— Start Provided passage —

March 19, 2025 at 6.00pm – 10.30pm

Chicago Teachers Union

Eve L. Ewing and Jesse Hagopian in conversation: Original Sins & Teach Truth

Join educators and authors Eve L. Ewing and Jesse Hagopian for a conversation about their new books about education and antiracism, hosted by Monica Rickert-Bolter.

Chicago Teachers Union

1901 W Carroll Ave
Chicago, IL 60612

RSVP

This event is hosted by Haymarket Books and the Chicago Teachers Union. Both books will be available for purchase, and a book signing will follow the discussion.

--------------------------------------------------------------

About Teach Truth: The Struggle for Antiracist Education

In the face of relentless attacks on antiracist education, a much-needed reckoning with the roots of this latest wave of censorship and an urgent call to action to defend education.

In just the last few years, scores of states have introduced or passed legislation that would require teachers to lie to students about structural racism and other forms of oppression. Books have been cut from curricula and pulled from school library shelves. Teachers have been fired and threatened with discipline.

As long-time organizer, writer, and high school teacher Jesse Hagopian argues in Teach Truth, at stake is our democracy, not to mention the annihilation of entire systems of knowledge that challenge the status quo. As Hagopian shows by exploring the origins, philosophy, and manifestations of these attacks, the Right’s effort to regulate knowledge is an attempt to maintain its power over the American capitalist system, now and into the future.

— End Provided passage —
— Start Material —

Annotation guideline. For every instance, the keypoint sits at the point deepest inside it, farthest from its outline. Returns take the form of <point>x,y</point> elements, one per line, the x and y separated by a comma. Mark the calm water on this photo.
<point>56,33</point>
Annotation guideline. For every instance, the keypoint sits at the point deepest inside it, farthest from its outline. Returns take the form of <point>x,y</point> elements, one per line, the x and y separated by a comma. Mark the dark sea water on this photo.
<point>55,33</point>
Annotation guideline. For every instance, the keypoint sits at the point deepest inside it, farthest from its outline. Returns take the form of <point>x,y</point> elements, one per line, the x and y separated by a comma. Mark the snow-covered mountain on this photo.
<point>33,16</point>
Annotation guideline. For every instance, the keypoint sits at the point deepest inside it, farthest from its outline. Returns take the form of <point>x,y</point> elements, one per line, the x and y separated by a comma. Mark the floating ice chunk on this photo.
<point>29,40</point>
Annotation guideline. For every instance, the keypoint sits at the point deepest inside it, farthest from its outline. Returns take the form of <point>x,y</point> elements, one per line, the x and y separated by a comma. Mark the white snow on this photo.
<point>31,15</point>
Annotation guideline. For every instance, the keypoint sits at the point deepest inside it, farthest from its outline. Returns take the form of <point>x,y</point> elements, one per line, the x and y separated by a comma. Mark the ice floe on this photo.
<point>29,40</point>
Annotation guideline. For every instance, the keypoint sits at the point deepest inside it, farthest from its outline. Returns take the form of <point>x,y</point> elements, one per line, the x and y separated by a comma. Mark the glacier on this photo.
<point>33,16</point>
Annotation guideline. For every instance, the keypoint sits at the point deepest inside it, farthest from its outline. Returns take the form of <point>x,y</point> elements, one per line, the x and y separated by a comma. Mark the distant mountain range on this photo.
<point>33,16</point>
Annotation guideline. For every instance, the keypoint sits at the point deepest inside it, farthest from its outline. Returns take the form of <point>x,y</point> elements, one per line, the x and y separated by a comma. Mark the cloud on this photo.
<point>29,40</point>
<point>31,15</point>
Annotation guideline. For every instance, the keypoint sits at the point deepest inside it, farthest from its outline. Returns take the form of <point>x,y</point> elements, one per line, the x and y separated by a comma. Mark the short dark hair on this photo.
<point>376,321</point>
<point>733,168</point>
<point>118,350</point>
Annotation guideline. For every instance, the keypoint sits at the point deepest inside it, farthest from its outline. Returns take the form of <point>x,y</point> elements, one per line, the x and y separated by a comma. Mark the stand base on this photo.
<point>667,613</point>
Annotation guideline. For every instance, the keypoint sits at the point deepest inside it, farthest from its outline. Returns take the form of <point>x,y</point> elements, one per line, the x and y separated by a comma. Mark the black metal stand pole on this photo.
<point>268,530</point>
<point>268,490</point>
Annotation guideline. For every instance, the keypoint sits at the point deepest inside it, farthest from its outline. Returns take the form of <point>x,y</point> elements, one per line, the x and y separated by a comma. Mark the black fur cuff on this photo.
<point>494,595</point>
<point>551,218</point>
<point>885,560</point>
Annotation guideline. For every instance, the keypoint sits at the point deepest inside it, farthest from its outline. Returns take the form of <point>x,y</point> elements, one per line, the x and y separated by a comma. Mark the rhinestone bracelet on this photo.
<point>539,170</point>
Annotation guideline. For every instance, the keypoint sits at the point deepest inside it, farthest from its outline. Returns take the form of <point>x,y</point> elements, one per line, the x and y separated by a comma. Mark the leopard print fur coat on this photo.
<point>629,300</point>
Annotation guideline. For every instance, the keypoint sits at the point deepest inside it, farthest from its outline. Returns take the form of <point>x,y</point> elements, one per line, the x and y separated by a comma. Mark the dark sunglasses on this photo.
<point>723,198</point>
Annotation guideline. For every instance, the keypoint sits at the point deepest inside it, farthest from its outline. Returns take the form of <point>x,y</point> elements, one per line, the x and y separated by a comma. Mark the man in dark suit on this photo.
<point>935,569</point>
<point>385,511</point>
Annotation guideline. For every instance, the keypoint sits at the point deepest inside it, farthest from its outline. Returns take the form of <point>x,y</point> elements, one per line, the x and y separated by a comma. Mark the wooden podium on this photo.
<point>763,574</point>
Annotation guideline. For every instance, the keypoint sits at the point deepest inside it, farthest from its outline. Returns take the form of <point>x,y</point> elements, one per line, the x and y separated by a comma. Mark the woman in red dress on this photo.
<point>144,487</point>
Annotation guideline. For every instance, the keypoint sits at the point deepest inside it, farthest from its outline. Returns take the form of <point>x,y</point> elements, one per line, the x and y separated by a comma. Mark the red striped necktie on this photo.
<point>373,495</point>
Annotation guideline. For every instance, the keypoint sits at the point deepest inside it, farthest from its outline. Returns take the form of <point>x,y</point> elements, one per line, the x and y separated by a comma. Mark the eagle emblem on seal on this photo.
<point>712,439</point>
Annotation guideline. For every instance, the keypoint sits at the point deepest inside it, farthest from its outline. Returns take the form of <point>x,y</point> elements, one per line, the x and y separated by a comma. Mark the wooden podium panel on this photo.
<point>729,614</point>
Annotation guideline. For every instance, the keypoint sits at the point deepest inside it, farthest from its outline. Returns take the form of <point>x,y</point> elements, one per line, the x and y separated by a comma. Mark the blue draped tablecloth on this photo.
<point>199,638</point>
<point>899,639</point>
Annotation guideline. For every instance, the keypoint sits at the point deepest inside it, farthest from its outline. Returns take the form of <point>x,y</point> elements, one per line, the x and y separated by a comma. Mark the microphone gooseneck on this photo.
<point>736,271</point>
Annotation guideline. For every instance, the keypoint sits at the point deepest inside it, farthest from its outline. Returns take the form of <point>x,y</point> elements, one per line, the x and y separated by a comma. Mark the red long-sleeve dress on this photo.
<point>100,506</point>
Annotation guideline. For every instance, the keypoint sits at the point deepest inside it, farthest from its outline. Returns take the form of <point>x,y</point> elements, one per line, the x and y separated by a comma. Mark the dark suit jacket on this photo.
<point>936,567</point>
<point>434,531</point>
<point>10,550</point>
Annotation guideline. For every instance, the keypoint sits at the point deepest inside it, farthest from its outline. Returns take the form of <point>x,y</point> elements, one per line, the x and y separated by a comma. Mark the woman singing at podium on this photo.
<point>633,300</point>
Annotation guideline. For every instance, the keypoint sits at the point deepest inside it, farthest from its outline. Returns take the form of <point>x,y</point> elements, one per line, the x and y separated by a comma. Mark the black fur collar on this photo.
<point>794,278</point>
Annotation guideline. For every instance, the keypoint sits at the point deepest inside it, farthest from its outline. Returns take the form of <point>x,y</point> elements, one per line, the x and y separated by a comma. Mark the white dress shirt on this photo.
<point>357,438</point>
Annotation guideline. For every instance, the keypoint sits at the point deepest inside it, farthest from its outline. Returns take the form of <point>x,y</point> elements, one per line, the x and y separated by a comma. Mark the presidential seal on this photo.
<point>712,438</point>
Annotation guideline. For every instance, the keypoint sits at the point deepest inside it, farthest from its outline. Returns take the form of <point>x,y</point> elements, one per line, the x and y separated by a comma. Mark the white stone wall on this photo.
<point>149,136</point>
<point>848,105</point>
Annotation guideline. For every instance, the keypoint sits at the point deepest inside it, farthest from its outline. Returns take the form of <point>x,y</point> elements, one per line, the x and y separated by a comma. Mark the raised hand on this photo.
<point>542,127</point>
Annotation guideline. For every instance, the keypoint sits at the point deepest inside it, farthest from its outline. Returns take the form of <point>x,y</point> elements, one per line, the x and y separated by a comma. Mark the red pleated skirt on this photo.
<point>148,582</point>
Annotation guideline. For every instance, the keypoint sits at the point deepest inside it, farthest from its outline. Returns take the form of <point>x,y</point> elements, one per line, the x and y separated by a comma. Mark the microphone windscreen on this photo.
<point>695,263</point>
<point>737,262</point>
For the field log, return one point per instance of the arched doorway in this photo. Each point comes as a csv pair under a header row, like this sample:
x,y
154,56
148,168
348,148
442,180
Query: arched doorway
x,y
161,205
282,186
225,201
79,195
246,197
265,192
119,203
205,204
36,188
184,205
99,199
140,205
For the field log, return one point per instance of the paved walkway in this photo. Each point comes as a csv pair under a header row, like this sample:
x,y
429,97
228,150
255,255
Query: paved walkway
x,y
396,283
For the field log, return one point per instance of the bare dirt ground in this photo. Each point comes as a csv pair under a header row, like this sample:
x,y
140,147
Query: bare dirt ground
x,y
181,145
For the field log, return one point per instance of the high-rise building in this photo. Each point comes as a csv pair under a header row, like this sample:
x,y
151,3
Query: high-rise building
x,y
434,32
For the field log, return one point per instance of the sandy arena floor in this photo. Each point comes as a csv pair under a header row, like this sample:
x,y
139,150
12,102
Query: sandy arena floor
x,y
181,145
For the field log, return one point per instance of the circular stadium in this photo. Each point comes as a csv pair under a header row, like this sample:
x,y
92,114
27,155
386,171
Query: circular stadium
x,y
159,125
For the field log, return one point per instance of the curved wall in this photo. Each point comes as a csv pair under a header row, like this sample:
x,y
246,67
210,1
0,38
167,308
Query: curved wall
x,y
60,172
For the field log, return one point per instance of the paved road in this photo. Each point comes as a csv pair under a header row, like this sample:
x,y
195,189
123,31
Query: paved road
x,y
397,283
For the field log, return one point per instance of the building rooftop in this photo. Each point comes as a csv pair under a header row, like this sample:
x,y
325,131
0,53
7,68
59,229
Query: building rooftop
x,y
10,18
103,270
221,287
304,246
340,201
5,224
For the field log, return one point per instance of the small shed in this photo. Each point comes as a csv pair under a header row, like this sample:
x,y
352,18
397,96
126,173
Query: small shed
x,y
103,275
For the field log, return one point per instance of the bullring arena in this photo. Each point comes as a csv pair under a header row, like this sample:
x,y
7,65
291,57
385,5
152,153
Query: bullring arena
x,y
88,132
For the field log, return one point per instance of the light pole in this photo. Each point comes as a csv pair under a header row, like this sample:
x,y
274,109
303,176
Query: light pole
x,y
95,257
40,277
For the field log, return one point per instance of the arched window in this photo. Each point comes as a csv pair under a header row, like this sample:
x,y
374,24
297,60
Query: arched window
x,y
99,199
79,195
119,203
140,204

— End Material —

Task list –
A. Rewrite the part of the event announcement that opens with the words "Eve L. Ewing and" and closes with "follow the discussion.", swapping "book signing" for "meet-and-greet".
B. Carry on the event announcement for the Ewing and Hagopian book talk from the point where it stops.
The entries above come from a different source than the event announcement.

Task-by-task outputs –
A.
Eve L. Ewing and Jesse Hagopian in conversation: Original Sins & Teach Truth

Join educators and authors Eve L. Ewing and Jesse Hagopian for a conversation about their new books about education and antiracism, hosted by Monica Rickert-Bolter.

Chicago Teachers Union

1901 W Carroll Ave
Chicago, IL 60612

RSVP

This event is hosted by Haymarket Books and the Chicago Teachers Union. Both books will be available for purchase, and a meet-and-greet will follow the discussion.

B.
Yet the struggle for a liberatory education has a long history in the United States, from the days when it was illegal for Black people to be literate, to the Civil Rights and Black Power movements, to Black Lives Matter at School today. Teachers, students, and their allies are already building a movement – in the classroom, on campus, and in the streets – to defend antiracist education.
 

About Original Sins: The Miseducation of Black and Native Children and the Construction of American Racism

If all children could just get an education, the logic goes, they would have the same opportunities later in life. But this historical tour de force makes it clear that the opposite is true: The U.S. school system has played an instrumental role in creating and upholding racial hierarchies, preparing children to expect unequal treatment throughout their lives.

In Original Sins, Ewing demonstrates that our schools were designed to propagate the idea of white intellectual superiority, to “civilize” Native students and to prepare Black students for menial labor. Education was not an afterthought for the Founding Fathers; it was envisioned by Thomas Jefferson as an institution that would fortify the country’s racial hierarchy. Ewing argues that these dynamics persist in a curriculum that continues to minimize the horrors of American history. The most insidious aspects of this system fall below the radar in the forms of standardized testing, academic tracking, disciplinary policies, and uneven access to resources.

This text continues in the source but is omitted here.